- Work to do
Rewrite the lines of the records below as a Markdown table with the columns Row and Line. Start at the line containing "Mark every instance of the tree outside", continue through the end of the records, and leave out blank lines.

Entries from a point annotation set
━━━
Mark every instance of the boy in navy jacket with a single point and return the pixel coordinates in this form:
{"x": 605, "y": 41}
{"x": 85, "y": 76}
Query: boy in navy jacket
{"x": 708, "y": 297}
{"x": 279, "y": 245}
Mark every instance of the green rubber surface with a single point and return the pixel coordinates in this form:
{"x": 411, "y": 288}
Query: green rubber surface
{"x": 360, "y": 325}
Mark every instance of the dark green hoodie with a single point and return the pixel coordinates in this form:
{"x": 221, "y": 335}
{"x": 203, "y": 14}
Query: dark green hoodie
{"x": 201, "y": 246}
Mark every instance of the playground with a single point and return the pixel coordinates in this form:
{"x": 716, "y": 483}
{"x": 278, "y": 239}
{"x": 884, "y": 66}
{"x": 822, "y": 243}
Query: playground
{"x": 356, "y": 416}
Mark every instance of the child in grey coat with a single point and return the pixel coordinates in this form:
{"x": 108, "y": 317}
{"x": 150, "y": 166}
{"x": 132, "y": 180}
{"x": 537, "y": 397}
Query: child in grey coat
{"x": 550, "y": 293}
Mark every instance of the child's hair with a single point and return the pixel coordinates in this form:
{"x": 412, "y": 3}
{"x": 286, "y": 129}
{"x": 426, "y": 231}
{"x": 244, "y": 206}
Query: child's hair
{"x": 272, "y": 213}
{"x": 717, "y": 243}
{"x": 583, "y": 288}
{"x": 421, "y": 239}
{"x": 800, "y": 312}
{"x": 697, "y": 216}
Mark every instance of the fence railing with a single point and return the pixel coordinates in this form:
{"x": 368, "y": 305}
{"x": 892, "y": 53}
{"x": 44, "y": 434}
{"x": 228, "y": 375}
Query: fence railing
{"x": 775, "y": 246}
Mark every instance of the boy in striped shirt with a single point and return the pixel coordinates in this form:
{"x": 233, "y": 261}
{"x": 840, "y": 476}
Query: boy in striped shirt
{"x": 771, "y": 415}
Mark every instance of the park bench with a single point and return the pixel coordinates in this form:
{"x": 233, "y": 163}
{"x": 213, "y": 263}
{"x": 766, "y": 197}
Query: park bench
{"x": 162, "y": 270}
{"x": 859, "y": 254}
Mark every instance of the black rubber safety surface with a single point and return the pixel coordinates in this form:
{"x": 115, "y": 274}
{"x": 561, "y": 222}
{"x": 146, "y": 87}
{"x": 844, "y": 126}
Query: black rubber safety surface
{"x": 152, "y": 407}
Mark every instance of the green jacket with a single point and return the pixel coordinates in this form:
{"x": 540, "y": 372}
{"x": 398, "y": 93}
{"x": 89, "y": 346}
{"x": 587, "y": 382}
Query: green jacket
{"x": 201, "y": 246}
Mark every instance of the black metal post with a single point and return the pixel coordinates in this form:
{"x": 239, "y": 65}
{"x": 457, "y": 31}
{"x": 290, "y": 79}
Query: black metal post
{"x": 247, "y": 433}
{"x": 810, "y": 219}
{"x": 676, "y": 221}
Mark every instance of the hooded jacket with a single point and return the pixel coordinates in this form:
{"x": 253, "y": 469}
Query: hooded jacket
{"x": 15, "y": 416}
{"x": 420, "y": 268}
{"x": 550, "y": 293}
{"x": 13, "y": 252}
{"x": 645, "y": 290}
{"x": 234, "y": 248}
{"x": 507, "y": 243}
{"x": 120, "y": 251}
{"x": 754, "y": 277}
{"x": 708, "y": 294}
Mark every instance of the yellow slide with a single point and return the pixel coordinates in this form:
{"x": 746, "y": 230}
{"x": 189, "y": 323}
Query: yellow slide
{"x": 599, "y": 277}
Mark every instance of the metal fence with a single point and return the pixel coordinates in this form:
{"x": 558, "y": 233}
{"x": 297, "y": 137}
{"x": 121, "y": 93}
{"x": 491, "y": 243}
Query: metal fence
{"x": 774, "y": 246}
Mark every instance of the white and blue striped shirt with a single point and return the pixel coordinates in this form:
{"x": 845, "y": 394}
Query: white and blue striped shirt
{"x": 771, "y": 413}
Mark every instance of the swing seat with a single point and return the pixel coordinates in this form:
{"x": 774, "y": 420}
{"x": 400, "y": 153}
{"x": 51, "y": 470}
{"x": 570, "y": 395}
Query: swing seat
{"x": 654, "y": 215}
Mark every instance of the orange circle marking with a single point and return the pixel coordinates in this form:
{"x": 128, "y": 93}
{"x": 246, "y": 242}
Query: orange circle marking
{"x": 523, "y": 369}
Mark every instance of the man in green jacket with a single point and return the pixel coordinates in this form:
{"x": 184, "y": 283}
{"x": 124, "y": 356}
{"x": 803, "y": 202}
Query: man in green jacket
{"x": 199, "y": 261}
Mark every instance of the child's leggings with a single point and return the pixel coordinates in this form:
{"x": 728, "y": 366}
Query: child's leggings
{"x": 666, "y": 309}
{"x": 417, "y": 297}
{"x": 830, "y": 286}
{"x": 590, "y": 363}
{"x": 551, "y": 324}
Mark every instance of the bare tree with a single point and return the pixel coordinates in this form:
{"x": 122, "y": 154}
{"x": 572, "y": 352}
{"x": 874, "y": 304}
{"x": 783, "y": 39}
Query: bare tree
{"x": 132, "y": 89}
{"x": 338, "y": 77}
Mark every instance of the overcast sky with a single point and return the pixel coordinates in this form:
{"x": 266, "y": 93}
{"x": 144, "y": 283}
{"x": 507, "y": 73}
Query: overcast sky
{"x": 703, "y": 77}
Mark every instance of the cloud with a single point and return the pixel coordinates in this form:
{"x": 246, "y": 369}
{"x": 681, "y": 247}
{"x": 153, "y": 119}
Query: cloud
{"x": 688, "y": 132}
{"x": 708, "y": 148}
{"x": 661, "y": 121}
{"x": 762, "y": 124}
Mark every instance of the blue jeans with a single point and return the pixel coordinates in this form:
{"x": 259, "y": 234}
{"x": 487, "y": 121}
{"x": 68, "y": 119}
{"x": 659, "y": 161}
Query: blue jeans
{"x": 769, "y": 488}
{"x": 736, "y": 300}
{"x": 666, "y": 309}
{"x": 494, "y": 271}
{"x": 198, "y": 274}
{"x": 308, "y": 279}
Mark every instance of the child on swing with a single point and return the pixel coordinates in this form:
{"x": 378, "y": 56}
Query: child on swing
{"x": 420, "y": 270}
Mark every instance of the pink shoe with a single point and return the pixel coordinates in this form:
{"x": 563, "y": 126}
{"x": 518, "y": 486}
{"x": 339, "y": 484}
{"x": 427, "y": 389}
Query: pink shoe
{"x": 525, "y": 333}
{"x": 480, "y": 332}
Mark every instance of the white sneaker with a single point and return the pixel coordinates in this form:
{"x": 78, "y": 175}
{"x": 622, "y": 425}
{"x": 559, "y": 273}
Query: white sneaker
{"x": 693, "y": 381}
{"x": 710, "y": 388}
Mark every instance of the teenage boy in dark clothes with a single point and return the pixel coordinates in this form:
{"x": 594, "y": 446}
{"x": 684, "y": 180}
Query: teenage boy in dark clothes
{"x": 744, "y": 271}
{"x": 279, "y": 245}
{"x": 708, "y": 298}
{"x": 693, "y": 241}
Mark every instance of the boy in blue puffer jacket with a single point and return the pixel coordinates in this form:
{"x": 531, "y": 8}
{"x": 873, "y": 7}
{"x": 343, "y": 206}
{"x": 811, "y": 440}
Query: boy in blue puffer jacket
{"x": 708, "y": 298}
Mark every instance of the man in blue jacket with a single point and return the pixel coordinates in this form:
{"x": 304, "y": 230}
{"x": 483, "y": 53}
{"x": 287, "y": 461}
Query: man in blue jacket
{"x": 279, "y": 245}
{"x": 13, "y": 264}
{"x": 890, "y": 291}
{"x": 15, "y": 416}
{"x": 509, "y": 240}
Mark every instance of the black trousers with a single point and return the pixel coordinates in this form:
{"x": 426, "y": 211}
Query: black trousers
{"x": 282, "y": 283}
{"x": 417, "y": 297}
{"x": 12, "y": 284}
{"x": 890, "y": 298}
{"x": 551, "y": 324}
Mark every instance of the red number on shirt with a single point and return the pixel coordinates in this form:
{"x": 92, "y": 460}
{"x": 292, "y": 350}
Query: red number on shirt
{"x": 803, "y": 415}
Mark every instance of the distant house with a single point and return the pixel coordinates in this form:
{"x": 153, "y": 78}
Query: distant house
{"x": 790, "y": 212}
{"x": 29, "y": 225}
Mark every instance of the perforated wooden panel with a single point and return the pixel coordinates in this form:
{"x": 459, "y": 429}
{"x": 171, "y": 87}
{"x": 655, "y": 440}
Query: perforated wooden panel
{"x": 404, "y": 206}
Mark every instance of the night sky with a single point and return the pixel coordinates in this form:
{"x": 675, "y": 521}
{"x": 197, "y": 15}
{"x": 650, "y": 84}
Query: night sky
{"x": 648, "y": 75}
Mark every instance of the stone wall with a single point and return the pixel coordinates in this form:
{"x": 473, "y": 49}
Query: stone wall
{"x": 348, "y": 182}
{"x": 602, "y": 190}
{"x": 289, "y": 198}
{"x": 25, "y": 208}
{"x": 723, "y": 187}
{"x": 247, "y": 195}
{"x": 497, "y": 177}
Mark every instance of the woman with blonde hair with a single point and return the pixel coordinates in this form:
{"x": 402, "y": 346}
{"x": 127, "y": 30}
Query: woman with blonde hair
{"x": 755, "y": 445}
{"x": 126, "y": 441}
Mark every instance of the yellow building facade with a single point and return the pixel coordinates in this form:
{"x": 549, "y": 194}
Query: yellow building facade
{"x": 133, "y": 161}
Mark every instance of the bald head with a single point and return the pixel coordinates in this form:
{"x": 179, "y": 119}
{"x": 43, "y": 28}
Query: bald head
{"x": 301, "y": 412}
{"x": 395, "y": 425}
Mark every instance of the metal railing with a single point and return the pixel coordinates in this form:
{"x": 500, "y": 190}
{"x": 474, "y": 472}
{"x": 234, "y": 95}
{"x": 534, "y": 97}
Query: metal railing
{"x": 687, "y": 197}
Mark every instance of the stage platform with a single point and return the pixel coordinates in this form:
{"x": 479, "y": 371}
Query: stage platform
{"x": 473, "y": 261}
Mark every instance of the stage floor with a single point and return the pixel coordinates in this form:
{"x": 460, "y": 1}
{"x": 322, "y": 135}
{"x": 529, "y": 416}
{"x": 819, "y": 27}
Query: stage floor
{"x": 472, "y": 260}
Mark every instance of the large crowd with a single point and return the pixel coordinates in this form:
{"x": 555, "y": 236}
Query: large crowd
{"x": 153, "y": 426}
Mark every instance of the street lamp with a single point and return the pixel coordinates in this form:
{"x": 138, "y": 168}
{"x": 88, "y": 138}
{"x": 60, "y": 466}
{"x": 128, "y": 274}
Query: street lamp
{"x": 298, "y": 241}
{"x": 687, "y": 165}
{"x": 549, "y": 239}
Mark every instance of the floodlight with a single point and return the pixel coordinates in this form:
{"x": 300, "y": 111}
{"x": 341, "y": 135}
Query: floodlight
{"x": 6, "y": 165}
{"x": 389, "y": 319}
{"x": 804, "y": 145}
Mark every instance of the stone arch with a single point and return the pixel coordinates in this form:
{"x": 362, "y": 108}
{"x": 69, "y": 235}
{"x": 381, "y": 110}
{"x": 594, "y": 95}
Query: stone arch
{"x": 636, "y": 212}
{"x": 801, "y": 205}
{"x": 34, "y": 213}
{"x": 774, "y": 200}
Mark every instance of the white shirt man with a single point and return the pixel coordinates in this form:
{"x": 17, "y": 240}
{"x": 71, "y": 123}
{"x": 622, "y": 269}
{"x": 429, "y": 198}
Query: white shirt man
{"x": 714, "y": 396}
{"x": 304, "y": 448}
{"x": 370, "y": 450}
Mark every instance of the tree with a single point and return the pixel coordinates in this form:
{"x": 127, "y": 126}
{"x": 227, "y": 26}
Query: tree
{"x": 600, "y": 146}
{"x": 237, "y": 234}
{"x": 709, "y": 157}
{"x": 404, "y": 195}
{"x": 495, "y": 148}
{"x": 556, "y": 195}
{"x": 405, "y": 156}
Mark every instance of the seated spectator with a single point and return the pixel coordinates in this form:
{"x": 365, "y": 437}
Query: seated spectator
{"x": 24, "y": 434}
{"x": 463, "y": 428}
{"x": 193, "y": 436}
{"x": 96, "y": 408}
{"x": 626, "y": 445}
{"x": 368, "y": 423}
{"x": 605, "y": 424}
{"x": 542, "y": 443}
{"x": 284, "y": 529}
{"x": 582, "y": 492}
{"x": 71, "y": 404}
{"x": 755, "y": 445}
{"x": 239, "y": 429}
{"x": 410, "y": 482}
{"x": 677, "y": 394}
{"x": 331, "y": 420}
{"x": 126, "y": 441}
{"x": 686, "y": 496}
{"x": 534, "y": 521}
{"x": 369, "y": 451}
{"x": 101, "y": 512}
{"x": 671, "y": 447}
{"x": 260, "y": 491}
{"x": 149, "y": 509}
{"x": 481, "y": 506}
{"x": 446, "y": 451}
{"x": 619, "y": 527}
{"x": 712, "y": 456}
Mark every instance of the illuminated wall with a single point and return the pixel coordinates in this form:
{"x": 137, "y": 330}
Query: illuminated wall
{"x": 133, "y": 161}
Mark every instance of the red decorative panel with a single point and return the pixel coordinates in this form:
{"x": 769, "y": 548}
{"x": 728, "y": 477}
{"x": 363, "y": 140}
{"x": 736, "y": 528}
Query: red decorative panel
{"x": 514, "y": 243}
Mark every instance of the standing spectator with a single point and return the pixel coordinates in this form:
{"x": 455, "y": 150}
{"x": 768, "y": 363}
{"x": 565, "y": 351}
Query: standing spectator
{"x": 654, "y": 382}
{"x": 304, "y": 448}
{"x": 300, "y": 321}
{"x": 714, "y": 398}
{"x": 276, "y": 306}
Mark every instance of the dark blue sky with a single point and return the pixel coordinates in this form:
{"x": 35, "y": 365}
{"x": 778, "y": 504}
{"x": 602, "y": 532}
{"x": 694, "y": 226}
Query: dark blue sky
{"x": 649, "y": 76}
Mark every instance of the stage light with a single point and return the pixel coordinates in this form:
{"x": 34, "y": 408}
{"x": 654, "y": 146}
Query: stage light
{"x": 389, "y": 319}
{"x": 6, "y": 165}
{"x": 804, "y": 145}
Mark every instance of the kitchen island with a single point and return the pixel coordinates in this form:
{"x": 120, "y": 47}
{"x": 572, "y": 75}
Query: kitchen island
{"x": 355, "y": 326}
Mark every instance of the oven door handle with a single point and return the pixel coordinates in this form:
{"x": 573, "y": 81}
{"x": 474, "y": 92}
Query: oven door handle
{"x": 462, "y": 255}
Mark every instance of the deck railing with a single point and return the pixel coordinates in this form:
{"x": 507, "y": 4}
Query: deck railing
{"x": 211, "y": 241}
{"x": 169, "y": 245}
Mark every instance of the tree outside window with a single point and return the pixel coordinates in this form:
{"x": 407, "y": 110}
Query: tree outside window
━━━
- Task solution
| Row | Line |
|---|---|
| 1 | Mark every instance of the tree outside window with a single point and return the pixel coordinates in this form: |
| 2 | {"x": 407, "y": 110} |
| 3 | Query: tree outside window |